§ **Written instruction**:
Repeat the lines of the listing below exactly, starting at the line that contains "[locate] man standing (a" and running through the last line, both included, and only those.
# # # #
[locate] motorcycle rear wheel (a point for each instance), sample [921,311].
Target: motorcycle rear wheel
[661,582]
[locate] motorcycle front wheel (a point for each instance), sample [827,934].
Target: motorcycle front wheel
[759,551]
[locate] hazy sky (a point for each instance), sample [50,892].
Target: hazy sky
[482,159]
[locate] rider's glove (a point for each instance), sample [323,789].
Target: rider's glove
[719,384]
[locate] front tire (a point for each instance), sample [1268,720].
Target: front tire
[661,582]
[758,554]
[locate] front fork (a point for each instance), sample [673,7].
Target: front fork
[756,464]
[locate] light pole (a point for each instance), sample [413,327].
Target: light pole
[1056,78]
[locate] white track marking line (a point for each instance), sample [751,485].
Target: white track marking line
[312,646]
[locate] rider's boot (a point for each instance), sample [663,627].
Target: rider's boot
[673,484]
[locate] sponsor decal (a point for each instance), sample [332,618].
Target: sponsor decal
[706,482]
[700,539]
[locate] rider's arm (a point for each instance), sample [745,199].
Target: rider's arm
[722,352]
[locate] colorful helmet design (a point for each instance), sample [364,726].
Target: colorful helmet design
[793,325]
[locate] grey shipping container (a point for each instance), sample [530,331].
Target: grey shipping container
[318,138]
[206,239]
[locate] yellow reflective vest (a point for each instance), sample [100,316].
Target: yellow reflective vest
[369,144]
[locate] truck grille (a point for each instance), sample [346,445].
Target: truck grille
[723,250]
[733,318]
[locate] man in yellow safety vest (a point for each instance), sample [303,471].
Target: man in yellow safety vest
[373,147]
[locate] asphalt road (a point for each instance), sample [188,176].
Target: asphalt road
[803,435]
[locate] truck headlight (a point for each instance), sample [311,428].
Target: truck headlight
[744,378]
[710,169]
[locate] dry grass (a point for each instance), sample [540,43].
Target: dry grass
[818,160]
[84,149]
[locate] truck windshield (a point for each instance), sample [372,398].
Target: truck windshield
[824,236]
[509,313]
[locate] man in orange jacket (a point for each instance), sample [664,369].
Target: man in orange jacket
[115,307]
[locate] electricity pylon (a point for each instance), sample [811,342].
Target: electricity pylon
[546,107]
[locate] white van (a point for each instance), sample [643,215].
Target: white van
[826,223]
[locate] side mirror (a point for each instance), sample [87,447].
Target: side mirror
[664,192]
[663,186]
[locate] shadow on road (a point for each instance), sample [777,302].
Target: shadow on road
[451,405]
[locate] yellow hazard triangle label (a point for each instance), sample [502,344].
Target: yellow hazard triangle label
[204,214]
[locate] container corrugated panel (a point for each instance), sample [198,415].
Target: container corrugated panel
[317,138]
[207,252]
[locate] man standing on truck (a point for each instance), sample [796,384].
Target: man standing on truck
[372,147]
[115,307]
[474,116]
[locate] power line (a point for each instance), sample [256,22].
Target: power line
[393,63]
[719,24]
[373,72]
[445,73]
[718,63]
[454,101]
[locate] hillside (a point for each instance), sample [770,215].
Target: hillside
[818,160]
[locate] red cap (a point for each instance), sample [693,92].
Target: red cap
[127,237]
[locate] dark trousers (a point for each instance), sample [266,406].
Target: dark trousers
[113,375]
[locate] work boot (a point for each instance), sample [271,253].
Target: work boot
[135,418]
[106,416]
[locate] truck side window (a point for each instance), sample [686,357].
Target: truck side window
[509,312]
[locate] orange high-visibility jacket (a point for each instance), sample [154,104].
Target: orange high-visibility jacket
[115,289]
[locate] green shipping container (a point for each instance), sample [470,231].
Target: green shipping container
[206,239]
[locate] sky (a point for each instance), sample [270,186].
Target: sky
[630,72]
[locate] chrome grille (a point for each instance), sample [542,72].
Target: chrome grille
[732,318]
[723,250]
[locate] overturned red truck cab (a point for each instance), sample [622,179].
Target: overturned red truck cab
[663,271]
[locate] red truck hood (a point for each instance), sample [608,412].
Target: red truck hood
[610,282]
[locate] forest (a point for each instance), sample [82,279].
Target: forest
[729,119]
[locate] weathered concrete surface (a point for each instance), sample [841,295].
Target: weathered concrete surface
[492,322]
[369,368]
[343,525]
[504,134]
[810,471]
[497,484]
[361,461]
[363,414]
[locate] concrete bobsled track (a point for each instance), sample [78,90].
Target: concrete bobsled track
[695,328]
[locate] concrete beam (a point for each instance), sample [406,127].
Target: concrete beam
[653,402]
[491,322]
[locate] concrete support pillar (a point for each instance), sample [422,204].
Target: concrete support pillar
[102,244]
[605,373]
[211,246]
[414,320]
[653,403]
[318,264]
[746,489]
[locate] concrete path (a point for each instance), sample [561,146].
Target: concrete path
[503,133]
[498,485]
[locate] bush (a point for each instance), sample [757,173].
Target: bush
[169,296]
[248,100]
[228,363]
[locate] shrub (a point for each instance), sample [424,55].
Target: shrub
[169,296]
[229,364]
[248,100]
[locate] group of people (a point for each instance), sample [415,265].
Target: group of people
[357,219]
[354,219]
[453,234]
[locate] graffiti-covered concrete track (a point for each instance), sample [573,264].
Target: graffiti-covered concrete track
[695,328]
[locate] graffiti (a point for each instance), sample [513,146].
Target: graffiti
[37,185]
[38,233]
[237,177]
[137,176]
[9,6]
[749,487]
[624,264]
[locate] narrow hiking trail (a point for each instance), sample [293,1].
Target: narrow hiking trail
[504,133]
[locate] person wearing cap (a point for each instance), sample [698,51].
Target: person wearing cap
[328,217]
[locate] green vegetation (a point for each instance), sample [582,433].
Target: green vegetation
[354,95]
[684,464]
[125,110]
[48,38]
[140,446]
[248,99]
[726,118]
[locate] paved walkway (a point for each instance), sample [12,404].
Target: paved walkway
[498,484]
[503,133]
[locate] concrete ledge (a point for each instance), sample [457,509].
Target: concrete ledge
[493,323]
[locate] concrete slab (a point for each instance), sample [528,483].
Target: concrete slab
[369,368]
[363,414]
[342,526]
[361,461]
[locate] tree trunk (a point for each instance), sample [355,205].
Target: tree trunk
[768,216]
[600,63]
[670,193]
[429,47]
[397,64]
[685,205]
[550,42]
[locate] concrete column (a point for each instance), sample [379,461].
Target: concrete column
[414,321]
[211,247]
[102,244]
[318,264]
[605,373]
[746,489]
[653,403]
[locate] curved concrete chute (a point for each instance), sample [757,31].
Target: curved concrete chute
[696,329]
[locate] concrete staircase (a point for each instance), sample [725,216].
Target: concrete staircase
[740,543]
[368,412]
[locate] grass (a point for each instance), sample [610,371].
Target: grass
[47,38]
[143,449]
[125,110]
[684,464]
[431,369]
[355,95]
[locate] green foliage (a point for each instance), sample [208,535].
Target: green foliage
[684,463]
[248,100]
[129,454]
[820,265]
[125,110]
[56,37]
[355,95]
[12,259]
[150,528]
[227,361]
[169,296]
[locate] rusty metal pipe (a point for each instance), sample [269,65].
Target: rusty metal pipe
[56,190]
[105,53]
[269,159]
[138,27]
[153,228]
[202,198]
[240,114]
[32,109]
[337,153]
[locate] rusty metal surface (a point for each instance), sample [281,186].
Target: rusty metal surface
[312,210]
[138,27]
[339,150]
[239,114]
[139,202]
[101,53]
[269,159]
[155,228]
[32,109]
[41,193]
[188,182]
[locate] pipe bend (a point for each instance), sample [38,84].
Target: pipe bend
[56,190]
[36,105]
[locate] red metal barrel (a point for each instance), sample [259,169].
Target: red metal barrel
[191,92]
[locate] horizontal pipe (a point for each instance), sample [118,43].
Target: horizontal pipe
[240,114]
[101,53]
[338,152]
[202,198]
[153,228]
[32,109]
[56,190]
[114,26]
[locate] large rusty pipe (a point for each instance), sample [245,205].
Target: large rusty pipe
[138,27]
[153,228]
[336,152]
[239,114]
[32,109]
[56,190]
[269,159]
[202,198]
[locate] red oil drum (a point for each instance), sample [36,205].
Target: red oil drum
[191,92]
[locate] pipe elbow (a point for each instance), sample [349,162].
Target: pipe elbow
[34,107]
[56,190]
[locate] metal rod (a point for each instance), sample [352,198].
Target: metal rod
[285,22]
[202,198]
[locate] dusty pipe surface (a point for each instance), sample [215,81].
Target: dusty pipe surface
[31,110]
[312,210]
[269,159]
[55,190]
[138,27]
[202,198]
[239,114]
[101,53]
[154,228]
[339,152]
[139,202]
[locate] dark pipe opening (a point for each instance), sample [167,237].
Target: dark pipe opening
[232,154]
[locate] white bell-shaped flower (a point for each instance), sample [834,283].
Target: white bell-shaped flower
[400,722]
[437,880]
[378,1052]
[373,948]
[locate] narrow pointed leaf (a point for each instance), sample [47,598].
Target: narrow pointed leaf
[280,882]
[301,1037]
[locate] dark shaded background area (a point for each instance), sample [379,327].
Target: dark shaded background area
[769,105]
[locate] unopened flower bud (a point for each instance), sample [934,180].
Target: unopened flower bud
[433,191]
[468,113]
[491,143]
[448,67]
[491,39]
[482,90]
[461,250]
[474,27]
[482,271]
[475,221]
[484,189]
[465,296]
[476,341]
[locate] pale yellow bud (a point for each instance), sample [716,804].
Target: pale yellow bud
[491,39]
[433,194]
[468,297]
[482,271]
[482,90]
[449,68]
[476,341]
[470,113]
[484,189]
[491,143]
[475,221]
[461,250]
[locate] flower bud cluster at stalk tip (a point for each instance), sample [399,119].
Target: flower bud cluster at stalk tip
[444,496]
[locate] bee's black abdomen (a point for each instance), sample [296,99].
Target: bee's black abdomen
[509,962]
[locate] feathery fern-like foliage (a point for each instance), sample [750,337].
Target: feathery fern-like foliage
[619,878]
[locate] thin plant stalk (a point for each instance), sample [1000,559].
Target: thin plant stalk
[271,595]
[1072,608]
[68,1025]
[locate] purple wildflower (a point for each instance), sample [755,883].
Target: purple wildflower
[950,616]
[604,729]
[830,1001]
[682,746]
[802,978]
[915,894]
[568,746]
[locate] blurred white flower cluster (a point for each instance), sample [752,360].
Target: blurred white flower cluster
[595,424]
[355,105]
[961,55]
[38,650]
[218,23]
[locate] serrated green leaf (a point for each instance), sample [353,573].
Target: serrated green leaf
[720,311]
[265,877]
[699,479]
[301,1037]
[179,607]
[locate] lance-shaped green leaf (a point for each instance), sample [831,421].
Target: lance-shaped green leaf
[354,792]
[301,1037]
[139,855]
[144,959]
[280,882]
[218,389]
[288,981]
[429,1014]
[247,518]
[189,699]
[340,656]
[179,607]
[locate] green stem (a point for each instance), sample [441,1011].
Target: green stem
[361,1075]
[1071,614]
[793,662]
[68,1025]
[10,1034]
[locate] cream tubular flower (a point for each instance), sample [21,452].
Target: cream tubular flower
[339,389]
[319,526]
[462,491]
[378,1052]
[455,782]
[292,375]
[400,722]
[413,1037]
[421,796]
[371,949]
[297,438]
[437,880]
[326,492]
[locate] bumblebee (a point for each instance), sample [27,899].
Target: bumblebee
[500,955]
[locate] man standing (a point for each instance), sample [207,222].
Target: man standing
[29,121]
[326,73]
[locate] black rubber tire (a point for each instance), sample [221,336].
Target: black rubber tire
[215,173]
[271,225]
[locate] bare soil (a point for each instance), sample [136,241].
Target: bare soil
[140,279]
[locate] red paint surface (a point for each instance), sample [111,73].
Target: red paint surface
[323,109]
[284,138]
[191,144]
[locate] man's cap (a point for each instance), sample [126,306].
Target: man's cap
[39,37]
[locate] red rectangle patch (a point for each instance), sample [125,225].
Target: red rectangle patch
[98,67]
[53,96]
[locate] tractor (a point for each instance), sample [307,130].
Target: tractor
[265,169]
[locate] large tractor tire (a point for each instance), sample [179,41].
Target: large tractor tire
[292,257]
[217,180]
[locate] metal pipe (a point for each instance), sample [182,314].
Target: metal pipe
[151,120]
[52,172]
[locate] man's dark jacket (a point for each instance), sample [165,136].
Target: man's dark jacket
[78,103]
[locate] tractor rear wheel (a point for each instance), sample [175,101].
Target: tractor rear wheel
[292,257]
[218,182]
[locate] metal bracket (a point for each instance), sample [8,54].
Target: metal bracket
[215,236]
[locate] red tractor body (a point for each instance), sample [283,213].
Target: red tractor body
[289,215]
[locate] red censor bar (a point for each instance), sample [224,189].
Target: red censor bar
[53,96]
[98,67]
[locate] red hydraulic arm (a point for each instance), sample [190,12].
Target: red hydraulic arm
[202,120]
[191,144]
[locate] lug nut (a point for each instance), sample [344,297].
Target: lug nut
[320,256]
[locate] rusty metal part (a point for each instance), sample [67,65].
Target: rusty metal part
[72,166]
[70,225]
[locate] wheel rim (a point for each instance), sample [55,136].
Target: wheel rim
# # # #
§ **The output**:
[locate] man standing (a point for each instance), sample [207,222].
Target: man standing
[29,121]
[326,73]
[locate] black rubber tire (a point for each instance), sample [221,336].
Target: black rubber tire
[215,173]
[271,225]
[locate] bare soil (a point for each instance), sample [136,241].
Target: bare soil
[140,279]
[locate] red paint surface (a point for each instance), sample [111,73].
Target: red paint surface
[323,109]
[284,138]
[191,144]
[locate] man's cap (a point for each instance), sample [126,306].
Target: man's cap
[39,37]
[locate] red rectangle patch (a point for each instance), sample [125,225].
Target: red rectangle patch
[98,67]
[53,96]
[locate] tractor (a point for each instance), sample [307,130].
Target: tractor
[265,169]
[locate] large tractor tire (a point for each instance), sample [179,41].
Target: large tractor tire
[292,257]
[217,180]
[locate] metal pipe (a point for each instance), sample [182,314].
Target: metal pipe
[151,120]
[52,172]
[locate] man's dark jacket (a point for each instance), sample [165,136].
Target: man's dark jacket
[78,103]
[locate] tractor rear wheel (a point for each instance), sample [175,101].
Target: tractor rear wheel
[292,257]
[218,182]
[locate] metal bracket (a point for each instance), sample [8,54].
Target: metal bracket
[215,236]
[locate] red tractor body (a point for each instance), sample [283,213].
Target: red tractor body
[289,215]
[locate] red censor bar (a point for each instance), sample [224,189].
Target: red censor bar
[53,96]
[98,67]
[locate] red hydraulic arm (a point for each instance), sample [190,12].
Target: red hydraulic arm
[202,120]
[191,144]
[locate] lug nut (a point for each instance), sample [344,297].
Target: lug nut
[320,256]
[locate] rusty metal part (a point for each instance), sample [67,65].
Target: rusty metal part
[72,166]
[70,225]
[locate] wheel rim (a point for each instance), sample [55,136].
Target: wheel rim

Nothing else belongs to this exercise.